(Stored data entries)
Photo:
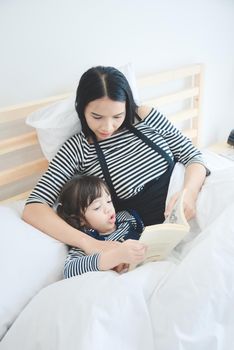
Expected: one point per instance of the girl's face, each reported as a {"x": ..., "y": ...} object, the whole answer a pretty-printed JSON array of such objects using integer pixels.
[
  {"x": 104, "y": 117},
  {"x": 100, "y": 214}
]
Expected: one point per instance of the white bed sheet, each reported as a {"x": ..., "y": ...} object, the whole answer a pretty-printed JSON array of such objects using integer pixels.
[{"x": 184, "y": 303}]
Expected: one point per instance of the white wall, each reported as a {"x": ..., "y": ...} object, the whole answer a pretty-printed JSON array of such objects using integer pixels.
[{"x": 47, "y": 44}]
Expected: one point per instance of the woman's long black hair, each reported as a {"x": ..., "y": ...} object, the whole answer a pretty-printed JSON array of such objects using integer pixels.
[{"x": 98, "y": 82}]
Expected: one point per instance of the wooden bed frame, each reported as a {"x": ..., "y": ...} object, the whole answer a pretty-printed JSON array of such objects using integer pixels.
[{"x": 21, "y": 159}]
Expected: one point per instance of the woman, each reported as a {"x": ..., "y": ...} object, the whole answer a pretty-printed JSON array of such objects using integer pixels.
[{"x": 132, "y": 148}]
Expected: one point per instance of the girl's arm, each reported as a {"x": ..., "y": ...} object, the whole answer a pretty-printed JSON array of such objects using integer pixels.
[
  {"x": 195, "y": 175},
  {"x": 77, "y": 263},
  {"x": 46, "y": 220}
]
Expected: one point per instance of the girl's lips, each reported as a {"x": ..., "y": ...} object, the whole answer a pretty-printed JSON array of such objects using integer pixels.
[
  {"x": 112, "y": 218},
  {"x": 105, "y": 134}
]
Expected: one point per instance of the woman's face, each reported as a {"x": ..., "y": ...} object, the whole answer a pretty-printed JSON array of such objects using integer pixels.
[{"x": 105, "y": 116}]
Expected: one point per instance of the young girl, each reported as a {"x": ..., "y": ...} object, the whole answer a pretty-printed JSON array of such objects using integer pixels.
[{"x": 85, "y": 203}]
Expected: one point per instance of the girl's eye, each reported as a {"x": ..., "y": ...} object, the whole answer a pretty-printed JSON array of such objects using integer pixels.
[{"x": 96, "y": 208}]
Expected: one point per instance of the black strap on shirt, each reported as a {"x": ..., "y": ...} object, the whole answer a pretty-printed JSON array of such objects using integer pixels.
[{"x": 104, "y": 166}]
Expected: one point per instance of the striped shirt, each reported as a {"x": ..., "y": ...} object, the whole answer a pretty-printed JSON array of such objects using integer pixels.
[
  {"x": 127, "y": 226},
  {"x": 130, "y": 161}
]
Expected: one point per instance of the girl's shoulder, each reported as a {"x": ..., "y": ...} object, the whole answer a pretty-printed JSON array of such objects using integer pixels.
[{"x": 143, "y": 111}]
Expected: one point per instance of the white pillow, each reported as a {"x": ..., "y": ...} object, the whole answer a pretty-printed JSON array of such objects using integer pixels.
[
  {"x": 59, "y": 121},
  {"x": 55, "y": 124},
  {"x": 29, "y": 261}
]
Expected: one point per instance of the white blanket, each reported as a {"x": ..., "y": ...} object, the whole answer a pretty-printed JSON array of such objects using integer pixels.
[{"x": 184, "y": 303}]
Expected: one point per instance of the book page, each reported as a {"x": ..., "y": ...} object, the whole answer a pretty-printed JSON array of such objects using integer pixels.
[{"x": 161, "y": 239}]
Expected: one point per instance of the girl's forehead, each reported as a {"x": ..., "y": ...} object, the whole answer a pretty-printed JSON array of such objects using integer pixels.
[{"x": 104, "y": 193}]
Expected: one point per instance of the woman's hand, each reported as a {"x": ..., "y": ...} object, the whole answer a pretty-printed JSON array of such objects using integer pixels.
[
  {"x": 189, "y": 204},
  {"x": 121, "y": 268}
]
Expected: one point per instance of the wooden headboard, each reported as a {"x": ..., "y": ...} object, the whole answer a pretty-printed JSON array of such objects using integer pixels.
[{"x": 176, "y": 92}]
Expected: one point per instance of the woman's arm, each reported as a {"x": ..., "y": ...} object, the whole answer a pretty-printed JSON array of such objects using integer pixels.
[
  {"x": 46, "y": 220},
  {"x": 195, "y": 175}
]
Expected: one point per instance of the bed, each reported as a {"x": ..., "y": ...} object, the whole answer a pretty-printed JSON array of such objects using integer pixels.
[{"x": 184, "y": 302}]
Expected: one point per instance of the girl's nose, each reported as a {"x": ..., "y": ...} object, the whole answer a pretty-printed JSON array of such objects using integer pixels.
[{"x": 107, "y": 126}]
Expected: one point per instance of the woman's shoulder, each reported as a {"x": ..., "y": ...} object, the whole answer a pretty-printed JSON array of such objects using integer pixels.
[{"x": 143, "y": 111}]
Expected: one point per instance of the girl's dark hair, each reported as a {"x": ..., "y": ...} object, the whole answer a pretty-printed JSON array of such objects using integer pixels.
[
  {"x": 98, "y": 82},
  {"x": 76, "y": 195}
]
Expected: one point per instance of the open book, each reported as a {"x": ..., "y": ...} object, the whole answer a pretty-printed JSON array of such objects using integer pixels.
[{"x": 161, "y": 239}]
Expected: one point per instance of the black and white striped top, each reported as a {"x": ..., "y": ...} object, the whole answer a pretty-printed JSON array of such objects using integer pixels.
[
  {"x": 128, "y": 225},
  {"x": 130, "y": 161}
]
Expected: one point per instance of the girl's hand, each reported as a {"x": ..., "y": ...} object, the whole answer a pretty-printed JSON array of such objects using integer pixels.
[
  {"x": 96, "y": 246},
  {"x": 121, "y": 268},
  {"x": 131, "y": 252},
  {"x": 189, "y": 204}
]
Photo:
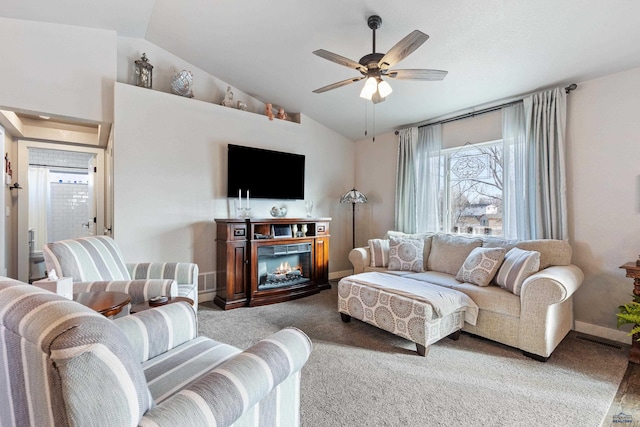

→ **Your instructions**: Print each record as it appears above, dropping every picture from the copy.

→ **Solution**:
Photo:
Expected: one point per instance of the girl's face, each reported as a {"x": ..., "y": ...} object, the whole answer a pretty-printed JSON array of such objects using integer pixels.
[
  {"x": 104, "y": 117},
  {"x": 100, "y": 214}
]
Expected: one point per instance of the white bed sheet, each reported as a {"x": ..., "y": ...} object, the whole answer a pretty-printed JSON array of such objects using integer pixels.
[{"x": 184, "y": 303}]
Expected: one point per instance of the white wall, each reported as a {"x": ..., "y": ...} object, the whole answer a pretty-printed JSON array of such objects using integer pixels.
[{"x": 47, "y": 44}]
Expected: one point per instance of the woman's long black hair, each reported as a {"x": ..., "y": ...} object, the whole answer a pretty-printed JSON array of such objects using integer pixels.
[{"x": 98, "y": 82}]
Expected: one point per instance of the wooden bed frame, each reported as a {"x": ..., "y": ...} object, the whole answer a pretty-printed JSON array of such objects using integer pixels.
[{"x": 21, "y": 159}]
Expected: one point per instance of the woman, each reported as a {"x": ..., "y": ...} object, the whole answer a pretty-printed JSON array of such objects using integer pixels.
[{"x": 132, "y": 148}]
Expected: one point per instance of the girl's arm, each reported as a {"x": ..., "y": ...} object, the whole answer a pretty-printed JSON array of such objects using integer pixels.
[
  {"x": 195, "y": 175},
  {"x": 77, "y": 263},
  {"x": 46, "y": 220}
]
Expected: one point per instance of the girl's lips, each reported as a {"x": ..., "y": ...} object, the whole answer a pretty-printed JSON array of such objects using integer pixels.
[
  {"x": 112, "y": 218},
  {"x": 105, "y": 134}
]
Expected: one point per instance of the woman's face, each reported as a {"x": ..., "y": ...} object, the whole answer a pretty-printed JSON array of such objects using integer pixels.
[{"x": 105, "y": 116}]
Expected: one point per instance of the young girl, each reported as a {"x": ..., "y": ...} object, the whole answer a pretty-printed JSON array of such objects using integer pixels.
[{"x": 85, "y": 203}]
Expected: one point per instance of the girl's eye, each reported as a {"x": ..., "y": ...} object, the whole answer a pretty-printed JSON array of such objects using integer pixels.
[{"x": 96, "y": 208}]
Expected: one point per instance of the black strap on shirt, each reported as a {"x": ..., "y": ...} object, the whole answer a pretty-printed JSON array of such objects using integer pixels.
[{"x": 104, "y": 166}]
Expected: one point per instance of the striped shirt, each reported as a {"x": ..., "y": ...} object, the whole answer a pretty-printed JSON array of such objects using integer pixels.
[
  {"x": 127, "y": 226},
  {"x": 130, "y": 161}
]
Expected: one point per instance of the girl's shoulder, each reported as a {"x": ..., "y": ...} object, the whole answer a pretty-printed JSON array of such objects using integer pixels.
[{"x": 143, "y": 111}]
Expected: one point per instance of the white pillow, each reported as a {"x": ..., "y": ...} object, the whole answer a pretty-printed JSON array of such objects using integer pixels.
[
  {"x": 59, "y": 121},
  {"x": 55, "y": 124},
  {"x": 29, "y": 261}
]
Expected: one point per instance of the white blanket, each reported as a {"x": ..., "y": ...} object, the whole answer a pretty-printed JSON array of such objects using integer pixels.
[{"x": 184, "y": 303}]
Expected: one point per instance of the book page, each reported as a {"x": ..., "y": ...} object, the whole answer a pretty-printed JSON array of such objects using integer pixels.
[{"x": 161, "y": 239}]
Expected: one point per instance of the girl's forehead, each reported as a {"x": ..., "y": ...} object, the whole answer a pretty-printed JSON array of such objects using integer pixels.
[{"x": 104, "y": 193}]
Expected: one point per instance of the woman's hand, each reported as a {"x": ..., "y": ...} object, the whole answer a pretty-printed JSON array of such objects using integer pixels.
[
  {"x": 189, "y": 204},
  {"x": 121, "y": 268}
]
Expected: one point per instance of the wooden headboard, each reported as a {"x": ..., "y": ...} object, the whole answer a pretty-printed JSON array of such objects using integer pixels.
[{"x": 176, "y": 92}]
Expected: one point per instance of the woman's arm, each reported as a {"x": ..., "y": ...} object, the whole answer a pretty-printed JSON array of such objects using integer pixels.
[
  {"x": 46, "y": 220},
  {"x": 195, "y": 175}
]
Expected: one point per instance of the bed, each reported as a {"x": ..., "y": ...} object, the whole answer a pretty-printed JSON array of such objects using integer pixels.
[{"x": 184, "y": 302}]
Expected: one point per instance of the girl's nose, each reported as a {"x": ..., "y": ...} object, the whole answer a pretty-printed JSON array of such objects using integer pixels.
[{"x": 107, "y": 126}]
Expected: one point per instance of the woman's shoulder, each reported as a {"x": ..., "y": ...} object, the whole answer a pretty-printed JSON array of such objects using integer pixels.
[{"x": 143, "y": 111}]
Expected: one point per instance of the girl's dark hair, each reported as a {"x": ..., "y": ...} object, the whole answer a pretty-printed JSON array of such objects using integer pixels.
[
  {"x": 98, "y": 82},
  {"x": 76, "y": 195}
]
Expected: one point per instance of the open book, each reported as a {"x": ..., "y": ...} object, the whole answer a pretty-printed JSON array of such objects using integer pixels.
[{"x": 161, "y": 239}]
Expected: one point per instance of the black and white striped top, each reported as a {"x": ..., "y": ...} object, the whole answer a pretty-printed JSON array of such objects using integer pixels.
[
  {"x": 128, "y": 225},
  {"x": 130, "y": 161}
]
Expected: one point per instance of the girl's hand, each reported as a {"x": ..., "y": ...} object, the whole answer a pretty-printed JSON array of such objects using integer pixels.
[
  {"x": 96, "y": 246},
  {"x": 121, "y": 268},
  {"x": 131, "y": 252},
  {"x": 189, "y": 204}
]
Photo:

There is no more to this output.